• **TEKS YANG DIEKSTRAK**:
Balikpapan Butuh Komnas Perlindungan Anak

BALIKPAPAN  –  Kekerasan terhadap anak yang kerap terjadi di Kota Balikpapan membutuhkan solusi nyata. Ini disampaikan oleh Erlinda MPd selaku komisioner dan kepala Divisi Sosialisasi Komnas Perlindungan Anak (KPAI) Pusat saat menjadi narasumber workshop “Save Our Child”garapan Polwan Polres Balikpapan dan Balikpapan Pos di Platinum Hotel, Sabtu (3/9). Menurutnya, Kota Balikpapan membutuhkan sebuah organisasi atau institusi yang fokus mengatasi kekerasan terhadap anak. Bukan hanya dalam fungsi pendampingan, namun juga advokasi dan penyampai hal tersebut pada kementerian dan lembaga terkait.

Erlinda menuturkan, untuk mengatasi hal ini, pihak KPAI pusat juga telah berdiskusi dengan Wali Kota Balikpapan Rizal Effendi.

Ia mengatakan, Rizal telah berkomitmen untuk membentuk Komisi Perlindungan Anak di Balikpapan. Di sini, disebutkan Erlinda, fungsi dari Komnas Perlindungan Anak akan berbeda dari P2TP2A. Keduanya akan bersinergi bersama mencegah dan melindungi para korban kekerasan terhadap anak.

“Tugas fungsi P2TP2A adalah untuk mendampingi masyarakat, sedangkan Komnas Perlindungan Anak fungsinya untuk mengadvokasi, menyampaikan pada kementerian dan lintas lembaga. Ini adalah tugas yang tidak dimiliki P2TP2A,” ungkapnya. Ia menyebutkan, P2TP2A akan kewalahan bila harus mengatasi hal tersebut.

• **PERTANYAAN UNTUK DIJAWAB**:
• a. Jawab pertanyaan tentang berita perlindungan anak di Balikpapan ini:
(i) Di hotel mana workshop "Save Our Child" diselenggarakan?
(ii) Dengan siapa pihak KPAI pusat telah berdiskusi?
(iii) Menurut Erlinda, apa tugas fungsi P2TP2A?
• b. Teruskan berita tentang perlindungan anak di Balikpapan, dimulai sesudah kalimat terakhirnya.
Entri yang menyusul merupakan bahan tersendiri, terpisah dari berita di atas.

• **ENTRI YANG DISEDIAKAN**:
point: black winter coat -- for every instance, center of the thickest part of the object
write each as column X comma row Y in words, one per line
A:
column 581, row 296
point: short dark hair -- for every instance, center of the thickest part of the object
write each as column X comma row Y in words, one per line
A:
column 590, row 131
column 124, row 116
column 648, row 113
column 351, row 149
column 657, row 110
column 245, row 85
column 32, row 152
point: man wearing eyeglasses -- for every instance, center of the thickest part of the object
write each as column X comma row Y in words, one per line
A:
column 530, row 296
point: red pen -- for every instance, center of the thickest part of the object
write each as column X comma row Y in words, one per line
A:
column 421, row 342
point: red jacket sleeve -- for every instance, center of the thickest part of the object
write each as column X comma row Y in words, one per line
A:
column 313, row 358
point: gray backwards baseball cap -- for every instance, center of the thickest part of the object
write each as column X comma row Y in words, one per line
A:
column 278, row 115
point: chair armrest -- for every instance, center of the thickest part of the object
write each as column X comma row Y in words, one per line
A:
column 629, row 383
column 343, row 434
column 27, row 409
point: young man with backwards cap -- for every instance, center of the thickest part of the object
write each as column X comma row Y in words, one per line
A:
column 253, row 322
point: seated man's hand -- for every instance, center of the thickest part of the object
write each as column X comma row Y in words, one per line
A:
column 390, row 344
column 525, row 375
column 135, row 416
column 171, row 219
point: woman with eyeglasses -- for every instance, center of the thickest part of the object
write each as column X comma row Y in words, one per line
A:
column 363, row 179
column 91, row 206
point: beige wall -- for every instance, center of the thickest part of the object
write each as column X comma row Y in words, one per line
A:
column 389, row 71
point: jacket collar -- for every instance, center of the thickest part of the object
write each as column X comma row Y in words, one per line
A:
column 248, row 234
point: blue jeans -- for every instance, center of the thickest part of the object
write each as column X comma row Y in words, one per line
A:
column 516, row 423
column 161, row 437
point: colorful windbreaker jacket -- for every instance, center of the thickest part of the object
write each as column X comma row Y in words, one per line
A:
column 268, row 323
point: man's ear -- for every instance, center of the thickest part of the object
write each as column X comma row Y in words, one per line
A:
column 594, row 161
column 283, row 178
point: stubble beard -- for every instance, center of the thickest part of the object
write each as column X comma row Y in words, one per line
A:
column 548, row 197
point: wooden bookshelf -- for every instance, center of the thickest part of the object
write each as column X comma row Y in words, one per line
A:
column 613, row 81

• **JAWABAN PER NOMOR**:
• a.
(i) Platinum Hotel.
(ii) Wali Kota Balikpapan Rizal Effendi.
(iii) Mendampingi masyarakat.

• b.
Saat ini, ujar Erlinda, adalah era informasi. Di mana tidak hanya dunia nyata yang harus ditangani, namun juga dunia virtual. Beberapa waktu belakangan, kejahatan cyber kerap terjadi. Perdagangan anak tidak hanya terjadi secara konvensional, namun juga dengan cara modern seperti di media siosial.

Pembentukan Komnas Perlindungan Anak perlu dilakukan, mulai dari tingkat provinsi hingga kabupaten atau kotamadya. “Banyak problem terkait anak. Semoga pembentukan Komnas Perlindungan Anak juga diikuti oleh area-area kecil. KPAI juga mengingatkan polda beserta jajaran, juga SKPD dan masyarakat. Kita bersama harus bergerak membangun Indonesia hebat. Pemerintah pusat berharap masalah perlindungan anak dapat diviralkan pada seluruh wilayah di Indonesia, terutama Indonesia timur,” kata dia.

Hingga saat ini, imbuh Erlinda, wilayah timur Indonesia memang dianggap masih kurang memperhatikan masalah perlindungan anak.

“Di Balikpapan sendiri, hal ini memang masih dirasa kurang, namun sudah berjalan, sehingga hanya perlu pengoptimalan. Sering kali dirasa sudah maksimal, namun ternyata tidak. Dalam mengatasi masalah yang sudah telanjur terjadi, pemerintah membutuhkan dana untuk rehabilitasi, kebutuhan akan terapis, psikolog, dan lainnya. Oleh karena itu, penting untuk memaksimalkan peran masyarakat seperti tokoh agama, pendidik, dan pihak yang memiliki kepedulian,” pungkasnya.